Provided records -
★ ★ ★
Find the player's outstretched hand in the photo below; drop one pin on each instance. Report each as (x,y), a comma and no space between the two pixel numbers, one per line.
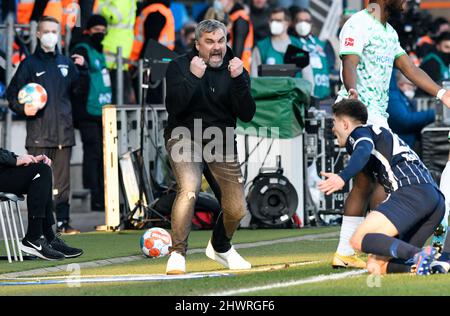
(25,160)
(332,184)
(352,94)
(446,98)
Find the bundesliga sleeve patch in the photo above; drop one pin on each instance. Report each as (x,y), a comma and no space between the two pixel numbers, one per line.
(349,42)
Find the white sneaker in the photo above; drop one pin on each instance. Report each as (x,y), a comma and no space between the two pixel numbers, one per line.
(230,259)
(176,264)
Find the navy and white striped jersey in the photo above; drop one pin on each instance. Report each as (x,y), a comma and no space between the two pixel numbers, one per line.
(394,164)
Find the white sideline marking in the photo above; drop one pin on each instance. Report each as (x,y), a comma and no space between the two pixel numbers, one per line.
(121,260)
(315,279)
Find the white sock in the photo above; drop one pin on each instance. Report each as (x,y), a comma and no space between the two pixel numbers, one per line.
(445,189)
(348,228)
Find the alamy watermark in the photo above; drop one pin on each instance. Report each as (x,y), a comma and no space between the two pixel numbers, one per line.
(215,144)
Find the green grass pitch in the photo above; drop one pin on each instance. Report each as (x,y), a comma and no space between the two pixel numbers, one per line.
(286,267)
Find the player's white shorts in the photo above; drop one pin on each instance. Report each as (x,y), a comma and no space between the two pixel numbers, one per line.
(373,118)
(376,119)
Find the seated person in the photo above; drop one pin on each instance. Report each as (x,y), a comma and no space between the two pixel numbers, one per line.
(404,120)
(32,175)
(394,232)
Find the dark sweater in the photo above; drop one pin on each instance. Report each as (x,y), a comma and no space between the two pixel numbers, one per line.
(216,98)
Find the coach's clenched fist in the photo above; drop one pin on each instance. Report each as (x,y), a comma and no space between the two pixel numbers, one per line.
(235,67)
(198,66)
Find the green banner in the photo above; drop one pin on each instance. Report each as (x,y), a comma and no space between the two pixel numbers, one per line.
(281,103)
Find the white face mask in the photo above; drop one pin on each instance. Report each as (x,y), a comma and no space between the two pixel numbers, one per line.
(49,40)
(276,28)
(409,94)
(303,28)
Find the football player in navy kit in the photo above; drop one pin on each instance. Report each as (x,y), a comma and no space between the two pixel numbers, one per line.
(394,231)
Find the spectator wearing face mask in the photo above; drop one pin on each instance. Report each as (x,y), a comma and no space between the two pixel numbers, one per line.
(436,64)
(271,50)
(317,57)
(402,109)
(87,110)
(259,15)
(50,130)
(186,41)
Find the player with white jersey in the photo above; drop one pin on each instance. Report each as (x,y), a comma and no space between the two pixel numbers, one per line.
(369,49)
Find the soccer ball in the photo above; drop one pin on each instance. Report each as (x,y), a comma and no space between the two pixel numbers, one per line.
(155,242)
(33,93)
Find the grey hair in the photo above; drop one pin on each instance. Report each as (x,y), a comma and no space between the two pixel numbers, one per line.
(209,26)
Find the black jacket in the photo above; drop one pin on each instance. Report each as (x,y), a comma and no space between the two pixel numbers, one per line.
(216,98)
(7,158)
(52,126)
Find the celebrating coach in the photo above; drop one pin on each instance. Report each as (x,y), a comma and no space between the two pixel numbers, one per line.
(207,90)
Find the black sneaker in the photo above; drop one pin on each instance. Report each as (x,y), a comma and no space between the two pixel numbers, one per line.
(65,229)
(69,252)
(40,248)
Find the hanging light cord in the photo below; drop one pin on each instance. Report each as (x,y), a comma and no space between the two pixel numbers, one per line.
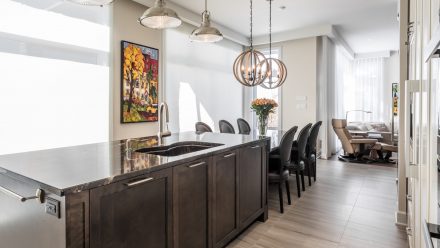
(251,26)
(270,28)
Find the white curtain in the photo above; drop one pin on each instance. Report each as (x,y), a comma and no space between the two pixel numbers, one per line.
(365,89)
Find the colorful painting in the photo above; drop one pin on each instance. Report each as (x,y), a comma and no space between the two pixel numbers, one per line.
(395,99)
(140,83)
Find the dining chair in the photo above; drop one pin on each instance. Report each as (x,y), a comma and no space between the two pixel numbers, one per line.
(243,126)
(278,166)
(225,127)
(311,147)
(202,127)
(300,159)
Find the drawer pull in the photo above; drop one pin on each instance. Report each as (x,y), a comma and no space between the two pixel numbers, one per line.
(196,165)
(139,182)
(229,155)
(39,195)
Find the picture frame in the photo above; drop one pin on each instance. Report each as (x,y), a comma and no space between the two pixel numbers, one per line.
(139,83)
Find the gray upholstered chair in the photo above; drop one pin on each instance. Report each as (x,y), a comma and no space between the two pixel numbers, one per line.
(279,163)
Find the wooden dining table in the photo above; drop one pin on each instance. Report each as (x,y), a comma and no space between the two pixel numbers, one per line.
(275,137)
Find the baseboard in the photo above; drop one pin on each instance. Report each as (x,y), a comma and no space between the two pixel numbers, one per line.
(401,218)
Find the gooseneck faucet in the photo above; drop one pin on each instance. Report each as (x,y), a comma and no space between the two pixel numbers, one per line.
(163,121)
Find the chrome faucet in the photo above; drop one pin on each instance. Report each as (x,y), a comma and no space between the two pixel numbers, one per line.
(163,124)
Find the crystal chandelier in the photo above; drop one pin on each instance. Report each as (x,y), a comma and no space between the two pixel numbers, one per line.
(277,74)
(251,67)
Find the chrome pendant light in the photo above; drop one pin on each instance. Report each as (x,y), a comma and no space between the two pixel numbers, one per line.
(92,2)
(277,74)
(160,17)
(206,33)
(251,67)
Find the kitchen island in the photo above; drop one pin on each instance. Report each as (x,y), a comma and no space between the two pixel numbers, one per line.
(186,190)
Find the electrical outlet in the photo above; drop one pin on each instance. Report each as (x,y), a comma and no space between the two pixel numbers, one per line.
(53,207)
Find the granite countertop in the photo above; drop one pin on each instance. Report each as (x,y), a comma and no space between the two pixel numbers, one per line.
(74,169)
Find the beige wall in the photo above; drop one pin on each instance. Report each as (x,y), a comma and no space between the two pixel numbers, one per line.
(299,92)
(126,27)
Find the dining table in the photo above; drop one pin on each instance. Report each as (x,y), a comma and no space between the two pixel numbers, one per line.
(275,137)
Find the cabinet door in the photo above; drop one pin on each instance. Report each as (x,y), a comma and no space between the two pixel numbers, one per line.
(224,192)
(132,213)
(190,205)
(251,183)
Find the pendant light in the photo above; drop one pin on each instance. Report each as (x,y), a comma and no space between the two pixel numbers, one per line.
(93,2)
(250,67)
(277,74)
(206,33)
(160,17)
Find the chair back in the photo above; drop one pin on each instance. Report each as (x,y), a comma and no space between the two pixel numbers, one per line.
(202,127)
(340,128)
(286,146)
(225,127)
(243,126)
(313,137)
(303,136)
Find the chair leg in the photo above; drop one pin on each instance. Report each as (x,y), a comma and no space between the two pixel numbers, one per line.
(289,200)
(314,170)
(280,192)
(309,167)
(298,187)
(302,180)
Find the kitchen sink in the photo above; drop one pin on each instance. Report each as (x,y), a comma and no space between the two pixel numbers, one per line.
(177,149)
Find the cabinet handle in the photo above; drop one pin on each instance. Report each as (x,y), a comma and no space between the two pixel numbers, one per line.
(139,182)
(39,195)
(229,155)
(196,165)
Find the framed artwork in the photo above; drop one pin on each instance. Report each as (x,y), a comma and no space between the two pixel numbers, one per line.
(139,83)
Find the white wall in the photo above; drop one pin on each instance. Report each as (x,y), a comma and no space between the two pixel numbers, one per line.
(299,92)
(126,27)
(200,85)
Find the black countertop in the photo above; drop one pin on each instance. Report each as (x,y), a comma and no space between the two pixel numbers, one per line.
(74,169)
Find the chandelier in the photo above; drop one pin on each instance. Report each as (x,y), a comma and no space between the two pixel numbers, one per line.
(277,74)
(251,67)
(206,33)
(160,17)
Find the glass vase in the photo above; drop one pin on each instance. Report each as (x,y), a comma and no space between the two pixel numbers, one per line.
(262,125)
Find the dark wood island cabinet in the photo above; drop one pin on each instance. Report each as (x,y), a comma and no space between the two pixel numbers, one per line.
(202,199)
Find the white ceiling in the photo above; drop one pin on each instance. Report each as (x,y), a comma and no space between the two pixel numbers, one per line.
(366,25)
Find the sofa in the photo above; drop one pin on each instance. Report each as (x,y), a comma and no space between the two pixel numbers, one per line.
(372,128)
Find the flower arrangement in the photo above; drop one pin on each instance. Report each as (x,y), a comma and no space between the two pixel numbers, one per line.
(263,107)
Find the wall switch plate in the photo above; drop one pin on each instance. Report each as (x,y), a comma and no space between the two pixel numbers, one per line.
(53,207)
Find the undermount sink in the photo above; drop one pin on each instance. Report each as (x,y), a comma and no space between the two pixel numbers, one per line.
(177,149)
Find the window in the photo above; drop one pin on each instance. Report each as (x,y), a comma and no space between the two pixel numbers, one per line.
(54,90)
(274,121)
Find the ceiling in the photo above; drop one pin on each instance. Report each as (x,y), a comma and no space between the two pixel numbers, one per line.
(366,25)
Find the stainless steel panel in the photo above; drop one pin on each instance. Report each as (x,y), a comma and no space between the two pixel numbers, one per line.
(26,224)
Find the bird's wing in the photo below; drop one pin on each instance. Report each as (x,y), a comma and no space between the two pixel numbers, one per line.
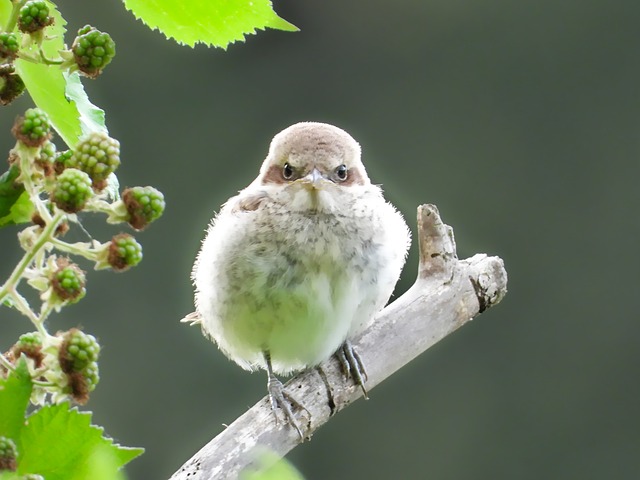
(193,318)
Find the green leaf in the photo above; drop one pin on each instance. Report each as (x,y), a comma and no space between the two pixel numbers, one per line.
(5,11)
(269,466)
(57,93)
(59,443)
(15,392)
(14,201)
(215,23)
(91,117)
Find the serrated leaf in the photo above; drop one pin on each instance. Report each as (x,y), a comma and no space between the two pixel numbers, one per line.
(15,392)
(216,23)
(91,117)
(48,88)
(58,443)
(5,11)
(10,194)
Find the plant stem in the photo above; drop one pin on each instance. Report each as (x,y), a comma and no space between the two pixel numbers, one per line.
(13,18)
(45,237)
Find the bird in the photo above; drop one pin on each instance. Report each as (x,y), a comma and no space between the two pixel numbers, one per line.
(299,262)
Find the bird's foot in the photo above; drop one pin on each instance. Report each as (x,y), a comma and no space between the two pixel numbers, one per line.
(281,399)
(352,365)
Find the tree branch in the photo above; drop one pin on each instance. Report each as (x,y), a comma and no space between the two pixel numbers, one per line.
(447,294)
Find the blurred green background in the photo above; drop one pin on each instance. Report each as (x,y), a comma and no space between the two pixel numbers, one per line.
(520,120)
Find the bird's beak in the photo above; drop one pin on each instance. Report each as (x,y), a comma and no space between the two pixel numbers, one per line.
(313,178)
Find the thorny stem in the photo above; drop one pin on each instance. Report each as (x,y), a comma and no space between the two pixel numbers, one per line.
(6,363)
(27,157)
(13,18)
(21,305)
(76,249)
(14,279)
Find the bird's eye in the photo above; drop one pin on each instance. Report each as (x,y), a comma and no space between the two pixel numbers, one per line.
(341,172)
(287,171)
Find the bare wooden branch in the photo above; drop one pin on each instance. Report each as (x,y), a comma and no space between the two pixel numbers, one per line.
(447,294)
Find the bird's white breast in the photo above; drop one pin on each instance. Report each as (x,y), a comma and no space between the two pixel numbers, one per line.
(295,282)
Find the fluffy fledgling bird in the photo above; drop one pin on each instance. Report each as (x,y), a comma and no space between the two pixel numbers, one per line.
(299,261)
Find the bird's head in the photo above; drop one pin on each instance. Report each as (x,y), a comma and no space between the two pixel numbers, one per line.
(313,163)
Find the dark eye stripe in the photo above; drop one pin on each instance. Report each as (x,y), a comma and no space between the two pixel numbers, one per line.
(287,172)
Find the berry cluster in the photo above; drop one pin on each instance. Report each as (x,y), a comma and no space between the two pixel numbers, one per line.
(72,190)
(12,85)
(33,129)
(123,252)
(96,154)
(29,345)
(34,16)
(68,281)
(9,46)
(8,455)
(144,205)
(78,357)
(92,50)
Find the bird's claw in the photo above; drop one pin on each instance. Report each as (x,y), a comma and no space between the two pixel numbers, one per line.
(279,398)
(352,365)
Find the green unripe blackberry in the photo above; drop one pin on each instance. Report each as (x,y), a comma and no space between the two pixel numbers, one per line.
(93,50)
(92,375)
(8,455)
(62,161)
(30,345)
(68,281)
(98,155)
(72,190)
(78,350)
(124,252)
(9,45)
(46,158)
(144,205)
(34,16)
(11,84)
(33,129)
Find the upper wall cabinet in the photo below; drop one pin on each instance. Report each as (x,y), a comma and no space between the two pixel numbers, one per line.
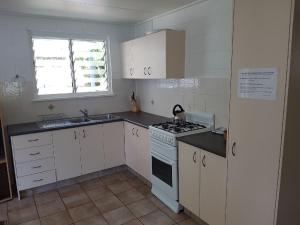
(159,55)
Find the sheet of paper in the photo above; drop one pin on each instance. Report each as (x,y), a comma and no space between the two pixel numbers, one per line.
(259,84)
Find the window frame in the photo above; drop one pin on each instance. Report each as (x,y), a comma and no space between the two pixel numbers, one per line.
(58,36)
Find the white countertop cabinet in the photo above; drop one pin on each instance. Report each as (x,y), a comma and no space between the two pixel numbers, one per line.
(202,183)
(47,157)
(137,149)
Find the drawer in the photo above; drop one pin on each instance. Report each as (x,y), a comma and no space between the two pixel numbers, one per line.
(36,180)
(31,140)
(26,155)
(33,167)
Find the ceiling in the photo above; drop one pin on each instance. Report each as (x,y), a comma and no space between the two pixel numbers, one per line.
(99,10)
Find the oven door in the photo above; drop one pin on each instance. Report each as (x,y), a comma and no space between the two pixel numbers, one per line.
(164,174)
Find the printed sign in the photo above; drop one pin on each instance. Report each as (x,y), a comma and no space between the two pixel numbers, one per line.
(260,84)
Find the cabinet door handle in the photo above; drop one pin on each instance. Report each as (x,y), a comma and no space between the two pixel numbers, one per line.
(194,157)
(75,135)
(33,140)
(33,154)
(233,149)
(204,161)
(149,70)
(39,180)
(37,167)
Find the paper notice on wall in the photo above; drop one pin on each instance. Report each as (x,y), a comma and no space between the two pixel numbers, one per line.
(260,84)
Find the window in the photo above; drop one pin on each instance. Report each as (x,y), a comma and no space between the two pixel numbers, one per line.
(68,66)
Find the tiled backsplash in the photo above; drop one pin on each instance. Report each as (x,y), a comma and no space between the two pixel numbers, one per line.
(195,94)
(208,27)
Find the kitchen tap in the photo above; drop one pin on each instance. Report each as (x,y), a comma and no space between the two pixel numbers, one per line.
(85,114)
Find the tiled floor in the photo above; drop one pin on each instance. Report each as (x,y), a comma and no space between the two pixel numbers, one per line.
(120,198)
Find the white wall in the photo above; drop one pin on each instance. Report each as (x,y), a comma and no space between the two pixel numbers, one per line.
(16,57)
(208,25)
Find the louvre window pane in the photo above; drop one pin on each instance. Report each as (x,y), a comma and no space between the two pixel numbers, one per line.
(90,66)
(52,66)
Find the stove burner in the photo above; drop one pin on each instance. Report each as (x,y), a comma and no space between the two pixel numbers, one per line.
(179,127)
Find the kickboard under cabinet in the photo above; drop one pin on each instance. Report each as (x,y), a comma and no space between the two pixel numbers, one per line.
(36,180)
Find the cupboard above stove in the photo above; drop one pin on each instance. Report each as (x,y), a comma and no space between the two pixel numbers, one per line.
(159,55)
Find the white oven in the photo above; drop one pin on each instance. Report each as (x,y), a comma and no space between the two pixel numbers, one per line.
(164,175)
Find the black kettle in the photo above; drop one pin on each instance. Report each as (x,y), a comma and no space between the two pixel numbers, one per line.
(178,113)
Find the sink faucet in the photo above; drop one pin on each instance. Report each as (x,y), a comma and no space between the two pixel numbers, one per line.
(85,114)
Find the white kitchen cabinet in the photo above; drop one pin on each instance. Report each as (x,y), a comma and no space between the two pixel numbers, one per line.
(128,60)
(263,188)
(189,177)
(137,151)
(160,55)
(202,183)
(67,153)
(213,174)
(92,152)
(113,141)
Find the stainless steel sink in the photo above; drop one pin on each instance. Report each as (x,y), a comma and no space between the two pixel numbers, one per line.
(77,120)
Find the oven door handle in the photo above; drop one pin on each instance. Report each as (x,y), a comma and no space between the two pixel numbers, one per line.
(162,158)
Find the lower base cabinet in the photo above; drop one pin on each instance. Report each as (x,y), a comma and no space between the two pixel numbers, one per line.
(202,183)
(46,157)
(67,153)
(137,149)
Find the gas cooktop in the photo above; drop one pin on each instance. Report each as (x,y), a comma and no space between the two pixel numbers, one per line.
(177,128)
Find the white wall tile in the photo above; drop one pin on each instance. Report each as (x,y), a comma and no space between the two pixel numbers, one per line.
(208,27)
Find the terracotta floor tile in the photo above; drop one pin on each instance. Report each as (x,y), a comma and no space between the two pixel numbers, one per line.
(22,215)
(133,222)
(83,212)
(61,218)
(119,187)
(157,202)
(177,217)
(75,200)
(135,182)
(50,208)
(70,190)
(110,179)
(130,196)
(91,184)
(188,222)
(144,190)
(156,218)
(118,216)
(108,203)
(96,220)
(142,208)
(46,197)
(99,193)
(20,204)
(33,222)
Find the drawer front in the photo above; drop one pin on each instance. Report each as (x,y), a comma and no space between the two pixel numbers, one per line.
(33,167)
(36,180)
(35,153)
(31,140)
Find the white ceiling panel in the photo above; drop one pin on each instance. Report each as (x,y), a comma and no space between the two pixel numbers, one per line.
(100,10)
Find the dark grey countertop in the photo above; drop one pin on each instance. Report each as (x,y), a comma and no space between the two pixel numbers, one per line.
(141,119)
(209,141)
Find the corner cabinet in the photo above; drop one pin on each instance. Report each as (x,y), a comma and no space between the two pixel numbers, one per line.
(160,55)
(137,149)
(47,157)
(202,183)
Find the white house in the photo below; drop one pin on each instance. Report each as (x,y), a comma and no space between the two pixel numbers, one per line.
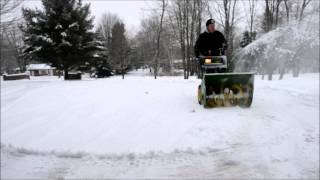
★ ★ ★
Direction -
Please pull out every line of the items above that contains the string "window", copying each one in full on its own line.

Exercise result -
Find the window in the photo above; drop one pin on each instance. Report each as (x,y), a comma and no space between the two pixel numbers, one per line.
Find the window frame in the photo above; drop one pin on each instance. Report each as (x,y), a comma and no space between the two pixel numbers, one per line.
Find the window in the photo above; drop one pin on each instance. Report each as (x,y), a comma and no space between the two pixel numbers, one per line.
Find the louvre window pane in the photo above; drop one pin on each instance. Report each as (x,y), a comma and no space between the two pixel numbers, one per line.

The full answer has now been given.